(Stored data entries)
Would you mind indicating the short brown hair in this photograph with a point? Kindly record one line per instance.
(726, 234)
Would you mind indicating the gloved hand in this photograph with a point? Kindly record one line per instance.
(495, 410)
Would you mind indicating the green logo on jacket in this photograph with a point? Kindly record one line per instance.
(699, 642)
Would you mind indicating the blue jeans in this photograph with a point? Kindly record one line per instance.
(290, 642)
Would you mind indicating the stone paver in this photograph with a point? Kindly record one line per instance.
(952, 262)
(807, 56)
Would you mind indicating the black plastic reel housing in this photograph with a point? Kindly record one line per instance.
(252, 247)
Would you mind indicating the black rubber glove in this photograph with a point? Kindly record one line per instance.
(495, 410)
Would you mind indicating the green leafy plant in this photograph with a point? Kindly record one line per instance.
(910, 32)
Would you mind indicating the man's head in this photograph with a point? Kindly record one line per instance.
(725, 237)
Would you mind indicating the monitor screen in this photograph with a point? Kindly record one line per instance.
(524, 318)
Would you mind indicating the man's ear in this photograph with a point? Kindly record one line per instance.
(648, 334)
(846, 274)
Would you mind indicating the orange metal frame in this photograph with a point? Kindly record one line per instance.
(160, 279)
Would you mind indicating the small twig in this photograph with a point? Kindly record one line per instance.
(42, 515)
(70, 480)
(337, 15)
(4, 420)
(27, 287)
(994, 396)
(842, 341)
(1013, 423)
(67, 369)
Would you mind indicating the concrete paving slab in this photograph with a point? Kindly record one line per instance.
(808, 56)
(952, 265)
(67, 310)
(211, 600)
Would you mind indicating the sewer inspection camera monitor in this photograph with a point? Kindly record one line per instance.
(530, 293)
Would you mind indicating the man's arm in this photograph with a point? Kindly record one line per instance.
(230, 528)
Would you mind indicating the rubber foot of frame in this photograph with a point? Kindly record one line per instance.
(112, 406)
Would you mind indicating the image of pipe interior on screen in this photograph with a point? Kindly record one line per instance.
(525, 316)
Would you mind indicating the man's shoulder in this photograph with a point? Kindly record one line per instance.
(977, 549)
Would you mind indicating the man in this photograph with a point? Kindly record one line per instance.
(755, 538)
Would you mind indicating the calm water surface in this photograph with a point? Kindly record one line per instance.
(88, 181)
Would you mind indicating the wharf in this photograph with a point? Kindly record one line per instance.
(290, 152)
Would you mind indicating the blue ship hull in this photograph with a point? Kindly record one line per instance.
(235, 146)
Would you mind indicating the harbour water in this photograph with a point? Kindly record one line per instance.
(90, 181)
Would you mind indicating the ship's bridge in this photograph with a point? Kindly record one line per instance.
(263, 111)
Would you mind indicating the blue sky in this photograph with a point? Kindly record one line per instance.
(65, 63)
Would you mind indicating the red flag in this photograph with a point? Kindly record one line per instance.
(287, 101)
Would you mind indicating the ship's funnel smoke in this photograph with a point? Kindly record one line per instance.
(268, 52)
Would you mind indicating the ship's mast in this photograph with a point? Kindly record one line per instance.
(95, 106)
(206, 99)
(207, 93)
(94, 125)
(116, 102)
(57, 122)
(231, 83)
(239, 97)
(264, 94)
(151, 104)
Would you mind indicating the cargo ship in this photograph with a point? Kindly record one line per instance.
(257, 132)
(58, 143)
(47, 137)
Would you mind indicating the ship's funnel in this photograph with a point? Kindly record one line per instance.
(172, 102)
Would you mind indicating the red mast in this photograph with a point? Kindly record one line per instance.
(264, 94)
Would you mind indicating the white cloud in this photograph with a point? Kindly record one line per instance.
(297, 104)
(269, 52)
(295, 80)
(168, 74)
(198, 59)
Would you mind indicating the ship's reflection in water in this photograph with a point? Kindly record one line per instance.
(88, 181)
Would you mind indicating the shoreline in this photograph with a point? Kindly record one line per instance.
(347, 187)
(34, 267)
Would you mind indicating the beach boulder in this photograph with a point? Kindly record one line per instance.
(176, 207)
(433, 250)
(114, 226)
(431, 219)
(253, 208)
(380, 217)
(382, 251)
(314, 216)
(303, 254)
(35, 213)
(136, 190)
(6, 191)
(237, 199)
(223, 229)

▸ **DO THIS**: Output the records above as a two-column CSV with the header "text,answer" and one row per record, putting the record's text and its answer each in a single quoted field. Replace any line breaks inside a field with spaces.

▸ **WORKED ANSWER**:
text,answer
"Would you mind indicating the short brown hair in this photograph with a point? Kindly record one line per instance.","(726, 234)"
"Would you mind indicating the gloved hand in this photograph with a point? Kindly record one line per instance.","(495, 410)"
"Would you mind indicating the green logo on jacket in this photograph with a point? Kindly record one line per instance.","(699, 642)"
"Would you mind indicating the blue jeans in this photograph with a point? Kindly record one line per instance.","(290, 642)"
"Would you mind indicating the stone paver in this photograph with a point? Kindly record one line per instance.","(952, 262) (807, 56)"
"Would you mind indicating the black plastic reel housing in this photograph with a point? Kindly record one line per instance.","(252, 247)"
"Would you mind indicating the black rubber glove in this photograph with a point? Kindly record one line per instance.","(495, 410)"
"Would you mind indicating the green leafy plant in this photograph with a point? Kindly record one line per instance.","(910, 32)"
"Would you mind indicating the man's head in this photograph with a point? Kindly record one line per instance.","(725, 237)"
"Would you mind indicating the monitor screen in this photograph with a point? Kindly record one line per instance.","(524, 318)"
"Would you mind indicating the man's ear in this photograph with a point? Kindly record one line per instance.","(648, 334) (846, 274)"
"Would you mind indicating the orange metal frame in this photograph with a point? Kindly record one line per instance.","(160, 279)"
"Would you mind indicating the small twig in this photograph with a point? Kindly record one line per instance.","(42, 515) (70, 480) (337, 15) (4, 420) (27, 287) (994, 396) (842, 341) (1013, 423) (67, 369)"
"Would you mind indicating the concrete paving slab in this photograph with a point? Kindly record one line per instance.","(808, 56) (952, 265) (67, 310) (211, 600)"
"Would you mind indicating the sewer inspection camera monitor in this photograph with a point? Kindly record one line per instance.","(530, 293)"
"Would you mind indicating the man's arm in this photograph with a point? Kindly record one line per instance.","(230, 528)"
"Would you mind indicating the rubber foot of frame in this photograph with a point? Kindly record one line per instance.","(112, 406)"
"Would you mind indicating the image of pipe interior on screen in this photograph with a point? Kindly record one line per instance.","(525, 316)"
"Would you mind indicating the man's shoulder in this photograph with a point? Kindly record one line per instance.","(977, 549)"
"Would you mind indicating the man in this photograph with a point? Kindly record one line per instance.","(755, 538)"
"Would you mind indicating the calm water surface in this photograph with a point? Kindly record one line per instance.","(88, 181)"
"Would you mind indicating the wharf in this photograph with a point? Kindly record one line per instance.","(290, 152)"
"Would you mind indicating the blue ship hull in this photograph with a point? Kindly record one line per instance.","(235, 146)"
"Would you mind indicating the harbour water in this photograph with a point? Kindly record one line per instance.","(90, 181)"
"Would you mind indicating the ship's bridge in this photograph with a point? Kindly record one line per instance.","(263, 111)"
"Would you mind indicating the blue sky in this photograph with a point? Kindly record one line per instance.","(65, 63)"
"Would you mind indicating the red flag in this photograph with a point? Kindly record one line per instance.","(287, 101)"
"Would you mind indicating the ship's funnel smoke in this photograph with a point? Kindly record one line per instance.","(268, 52)"
"Would you mind indicating the ship's mast in this photograph with a point? Kindly record one line per instance.","(95, 106) (206, 99) (207, 93) (94, 125) (116, 102) (57, 122) (231, 83) (239, 97) (264, 94) (151, 104)"
"Would you mind indicating the cargo ship in this photograph with a point? Kindly record one line per instance.","(257, 132) (58, 143) (47, 137)"
"Would you mind indicating the ship's funnel in this photograph with a point? Kindly record one line per instance.","(172, 102)"
"Would you mind indicating the red mast in this photograph with a point? Kindly record one line per instance.","(264, 94)"
"Would you mind indicating the white cloud in this photograph with a point? Kindly record one line per instance.","(297, 104) (269, 52) (295, 80) (168, 74) (198, 59)"
"Would you mind indicating the ship's reflection in water in this photograph with a point? Kindly record one line per instance.","(88, 181)"
"Would you mind indicating the shoreline in this photograph with a point? Kindly record one line per instance.","(347, 187) (34, 267)"
"Would you mind indicating the beach boulder in this photograph with a point? Kindly record one line per instance.","(176, 207) (433, 250) (114, 226) (431, 219) (253, 208) (380, 217) (382, 251) (314, 216) (303, 254) (35, 213) (136, 190) (6, 191) (237, 199) (223, 229)"